**About this task**
Each entry below should be retyped exactly, with nothing omitted.

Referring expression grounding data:
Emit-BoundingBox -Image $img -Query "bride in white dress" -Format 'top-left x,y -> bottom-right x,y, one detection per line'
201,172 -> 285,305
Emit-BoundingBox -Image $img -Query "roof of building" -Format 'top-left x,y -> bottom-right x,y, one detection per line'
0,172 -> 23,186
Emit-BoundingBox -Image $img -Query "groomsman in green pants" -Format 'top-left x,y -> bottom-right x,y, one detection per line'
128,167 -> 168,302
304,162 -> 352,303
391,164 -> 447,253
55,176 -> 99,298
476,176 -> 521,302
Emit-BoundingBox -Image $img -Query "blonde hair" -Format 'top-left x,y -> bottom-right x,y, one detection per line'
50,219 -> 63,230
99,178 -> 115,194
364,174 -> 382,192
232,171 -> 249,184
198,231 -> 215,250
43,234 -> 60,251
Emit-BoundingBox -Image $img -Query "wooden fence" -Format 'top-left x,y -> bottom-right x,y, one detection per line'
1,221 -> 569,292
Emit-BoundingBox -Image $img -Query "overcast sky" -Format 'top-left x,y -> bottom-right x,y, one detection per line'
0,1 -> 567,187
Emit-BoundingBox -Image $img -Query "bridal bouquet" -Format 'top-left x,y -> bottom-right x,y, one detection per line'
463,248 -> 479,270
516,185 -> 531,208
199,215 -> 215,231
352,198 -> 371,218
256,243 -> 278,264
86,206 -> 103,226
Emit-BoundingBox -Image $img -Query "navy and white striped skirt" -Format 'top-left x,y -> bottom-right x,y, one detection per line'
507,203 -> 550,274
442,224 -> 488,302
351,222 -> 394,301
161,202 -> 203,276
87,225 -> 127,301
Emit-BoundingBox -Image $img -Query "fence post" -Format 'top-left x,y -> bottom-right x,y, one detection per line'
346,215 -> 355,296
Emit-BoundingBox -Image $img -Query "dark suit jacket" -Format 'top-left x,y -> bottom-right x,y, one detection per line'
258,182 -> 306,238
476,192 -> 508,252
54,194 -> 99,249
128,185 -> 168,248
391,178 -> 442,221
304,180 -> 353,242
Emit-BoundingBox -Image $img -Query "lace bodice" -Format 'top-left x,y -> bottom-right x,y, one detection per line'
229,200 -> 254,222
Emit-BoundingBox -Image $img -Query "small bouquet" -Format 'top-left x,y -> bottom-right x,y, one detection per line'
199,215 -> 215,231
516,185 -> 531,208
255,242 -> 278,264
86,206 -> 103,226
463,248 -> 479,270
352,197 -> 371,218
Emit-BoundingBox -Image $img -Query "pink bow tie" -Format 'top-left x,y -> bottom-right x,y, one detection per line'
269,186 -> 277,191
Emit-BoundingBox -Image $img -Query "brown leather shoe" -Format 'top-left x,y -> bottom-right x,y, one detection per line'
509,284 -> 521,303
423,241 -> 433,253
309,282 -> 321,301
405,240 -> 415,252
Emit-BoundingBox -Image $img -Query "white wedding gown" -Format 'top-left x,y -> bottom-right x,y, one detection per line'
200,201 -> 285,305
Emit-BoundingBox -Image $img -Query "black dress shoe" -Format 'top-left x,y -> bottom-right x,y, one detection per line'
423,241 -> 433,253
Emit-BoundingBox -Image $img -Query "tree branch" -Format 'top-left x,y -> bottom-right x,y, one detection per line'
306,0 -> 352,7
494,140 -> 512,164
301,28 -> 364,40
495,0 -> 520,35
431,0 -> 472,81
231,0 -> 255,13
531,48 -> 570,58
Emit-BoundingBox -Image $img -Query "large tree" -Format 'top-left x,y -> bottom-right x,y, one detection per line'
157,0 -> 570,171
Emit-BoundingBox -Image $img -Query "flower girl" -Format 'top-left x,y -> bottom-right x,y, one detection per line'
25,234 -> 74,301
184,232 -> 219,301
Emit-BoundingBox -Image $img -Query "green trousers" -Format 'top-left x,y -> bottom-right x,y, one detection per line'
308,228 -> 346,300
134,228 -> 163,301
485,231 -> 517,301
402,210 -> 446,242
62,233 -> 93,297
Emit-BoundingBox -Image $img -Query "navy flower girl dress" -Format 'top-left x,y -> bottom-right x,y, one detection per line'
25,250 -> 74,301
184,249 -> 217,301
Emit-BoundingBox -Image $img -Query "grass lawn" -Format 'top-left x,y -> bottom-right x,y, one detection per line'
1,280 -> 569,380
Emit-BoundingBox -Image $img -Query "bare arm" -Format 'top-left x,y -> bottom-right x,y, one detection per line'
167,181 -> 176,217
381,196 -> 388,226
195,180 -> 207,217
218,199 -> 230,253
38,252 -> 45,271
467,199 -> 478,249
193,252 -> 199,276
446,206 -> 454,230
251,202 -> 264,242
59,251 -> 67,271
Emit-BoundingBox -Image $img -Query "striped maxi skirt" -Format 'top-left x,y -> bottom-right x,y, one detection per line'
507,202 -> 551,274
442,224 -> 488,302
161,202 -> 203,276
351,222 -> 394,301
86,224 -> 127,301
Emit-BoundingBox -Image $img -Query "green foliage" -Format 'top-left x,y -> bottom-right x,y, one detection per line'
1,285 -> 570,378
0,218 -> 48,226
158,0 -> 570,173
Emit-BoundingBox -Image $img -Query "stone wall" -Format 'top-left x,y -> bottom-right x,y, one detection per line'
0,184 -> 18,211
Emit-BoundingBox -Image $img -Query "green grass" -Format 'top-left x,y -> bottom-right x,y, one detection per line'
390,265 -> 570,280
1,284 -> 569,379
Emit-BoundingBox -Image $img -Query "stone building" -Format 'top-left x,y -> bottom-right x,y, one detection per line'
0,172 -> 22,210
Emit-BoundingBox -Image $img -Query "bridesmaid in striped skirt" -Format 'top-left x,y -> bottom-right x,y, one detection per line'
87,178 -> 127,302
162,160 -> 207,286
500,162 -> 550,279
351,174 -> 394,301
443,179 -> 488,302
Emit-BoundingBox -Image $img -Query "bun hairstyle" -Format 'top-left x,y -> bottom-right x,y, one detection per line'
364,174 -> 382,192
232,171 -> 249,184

**Exercise answer**
Emit-BoundingBox -Image $img -Query "bride in white dress" -Format 'top-left x,y -> bottom-right x,y, one detection per line'
201,172 -> 285,305
Emit-BoundingBox -Image $img -Query "roof of building" -Format 'top-left x,y -> bottom-right x,y, one detection per line'
0,172 -> 23,186
Emit-BoundingBox -Image $img -Query "groomsman in green pants" -Format 'top-left x,y -> bottom-right x,y, one detection per line'
128,167 -> 168,302
304,162 -> 352,303
391,164 -> 447,253
55,176 -> 99,298
476,176 -> 521,302
Emit-BoundingBox -Image $img -Query "blonde hair" -Format 'top-left x,y -> bottom-right x,y, one detection per line'
50,219 -> 63,230
99,178 -> 115,194
364,174 -> 382,192
232,171 -> 249,184
198,231 -> 215,250
43,234 -> 60,251
Emit-BoundingBox -Image $img -Query "wooden fence" -Format 'top-left x,y -> bottom-right x,y, one detection per line'
1,221 -> 569,292
Emit-BoundingBox -Image $img -Query "overcast sky" -Format 'top-left x,y -> bottom-right x,y, one detection per line'
0,1 -> 567,187
Emit-BoundingBox -Image $img -Query "bridal bouquet" -Format 'top-left x,y -> bottom-right x,y, one detection per line'
463,248 -> 479,270
516,185 -> 531,208
199,215 -> 215,231
352,198 -> 371,218
256,243 -> 278,264
86,206 -> 103,226
Emit-BoundingBox -Image $img -Query "navy and white striped skirt" -Format 'top-left x,y -> bottom-right x,y, one detection per line'
507,203 -> 550,274
442,224 -> 488,302
351,222 -> 394,301
161,202 -> 203,276
87,225 -> 127,301
Emit-BoundingBox -Image $img -Query "fence post" -Format 'top-left x,y -> bottom-right x,y, one detection per line'
346,215 -> 355,296
Emit-BoundingBox -Image $img -Query "dark suit jacket" -Format 'top-left x,y -> bottom-right x,y, one detection per line'
258,182 -> 306,238
476,192 -> 508,252
54,194 -> 99,249
128,185 -> 168,248
391,178 -> 442,221
304,180 -> 353,242
Emit-BoundingBox -Image $img -Query "lace bodice" -Format 'top-left x,y -> bottom-right x,y, one detection per line'
229,200 -> 254,222
Emit-BoundingBox -Image $img -Query "small bouquet" -Format 'top-left x,y -> bottom-right x,y, one detection per line'
199,215 -> 215,231
516,185 -> 531,208
255,242 -> 278,264
86,206 -> 103,226
463,248 -> 479,270
352,197 -> 371,218
Emit-BoundingBox -Image $img -Query "pink bow tie" -Format 'top-left x,y -> bottom-right x,y, one detection per line'
269,186 -> 277,191
Emit-BoundingBox -Image $img -Query "brown leather shoe" -Format 'top-left x,y -> bottom-right x,y, one detection per line'
509,284 -> 521,303
423,241 -> 433,253
309,282 -> 321,301
405,240 -> 415,252
Emit-BoundingBox -Image $img -Query "white wedding gown" -Format 'top-left x,y -> bottom-right x,y, one detection per line'
200,201 -> 285,305
Emit-BoundingBox -Image $img -Query "black dress shoe" -Format 'top-left x,y -> bottom-right x,y, one detection per line'
423,241 -> 433,253
Emit-BoundingBox -Image $img -Query "tree branch" -Format 'top-left x,y -> bottom-right x,y, one detection per line'
306,0 -> 352,7
494,140 -> 512,164
301,28 -> 364,40
495,0 -> 520,35
431,0 -> 472,81
231,0 -> 255,13
531,48 -> 570,58
Emit-BoundingBox -Image $img -Query "large tree" -Format 'top-left x,y -> bottom-right x,y, one detection per line'
157,0 -> 570,171
Emit-BoundingBox -Image $img -Query "flower girl" -Format 'top-left x,y -> bottom-right x,y, one detection per line'
25,234 -> 74,301
184,232 -> 219,301
Emit-BoundingBox -Image $img -Query "green trousers" -Format 'top-left x,y -> bottom-right x,y, one detection per line'
308,228 -> 346,300
134,228 -> 163,301
485,231 -> 517,301
402,210 -> 446,242
62,233 -> 93,297
Emit-BoundingBox -Image $img -Query "navy flower girl dress" -Format 'top-left x,y -> bottom-right x,y, one detection per line'
25,250 -> 74,301
184,249 -> 217,301
Emit-BoundingBox -Image $img -Query "grass lawn" -Format 'top-left x,y -> bottom-right x,y, one detection per line'
1,280 -> 569,380
Emit-BoundingBox -Image $img -Query "bare arm" -Format 'top-left x,y -> bottom-right x,y, one detection per line'
167,181 -> 176,217
381,196 -> 388,226
195,180 -> 207,217
218,199 -> 230,253
38,252 -> 45,271
467,199 -> 478,249
193,252 -> 199,276
446,206 -> 454,230
251,202 -> 264,242
59,251 -> 67,271
Emit-BoundingBox -Image $img -Query "striped maxi skirt" -Format 'top-left x,y -> bottom-right x,y, one detection per line'
507,202 -> 551,274
442,224 -> 488,302
161,202 -> 203,276
351,222 -> 394,301
86,224 -> 127,301
Emit-BoundingBox -Image $img -Query "green foliage" -Format 'top-left x,y -> bottom-right x,y, one detection per line'
1,285 -> 570,378
0,218 -> 48,226
158,0 -> 570,173
Emit-BoundingBox -Image $img -Query "stone wall" -Format 'top-left x,y -> bottom-right x,y, one detection per line'
0,184 -> 18,211
Emit-BoundingBox -Image $img -Query "green grass" -Format 'top-left x,y -> bottom-right x,y, one detection per line'
390,265 -> 570,280
1,284 -> 569,379
Emit-BoundingBox -Image $img -Query "stone building" -Format 'top-left x,y -> bottom-right x,y, one detection per line'
0,172 -> 22,210
Emit-BoundingBox -Image $img -Query "bridesmaid in striped skirt" -Format 'top-left x,y -> bottom-right x,y, one detection per line'
87,178 -> 127,302
162,160 -> 207,286
500,162 -> 550,279
351,174 -> 394,301
443,179 -> 488,302
Emit-BoundingBox -Image $img -Query "bun hairstyle" -Format 'top-left x,y -> bottom-right x,y, one detection per line'
364,174 -> 382,192
232,171 -> 249,184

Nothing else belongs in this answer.